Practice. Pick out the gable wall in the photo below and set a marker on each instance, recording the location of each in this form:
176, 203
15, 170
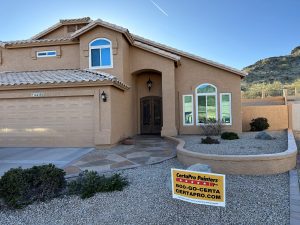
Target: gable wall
24, 59
117, 47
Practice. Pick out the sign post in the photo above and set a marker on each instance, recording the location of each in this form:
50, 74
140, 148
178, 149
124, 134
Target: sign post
198, 187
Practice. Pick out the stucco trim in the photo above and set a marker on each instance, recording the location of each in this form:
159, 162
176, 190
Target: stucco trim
156, 51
==============================
> REQUIRED TASK
Print the whole listing above word for word, and leave the pictures out.

> REPLY
Practice. Pick out the gable wall in the photo below and set a marker on each instance, recording the location of each in this form:
176, 203
15, 170
Target: gable wall
24, 59
117, 47
Practice. Pick out the sign post in the photo above and set a marker on each instance, recording the location of each in this form:
50, 74
140, 148
178, 149
124, 134
Target: sign post
198, 187
Practice. Pick out the stucco trim in the photo above and set a marker on each instance, recording the location of each in this form:
159, 162
176, 190
Target: stucco trim
156, 51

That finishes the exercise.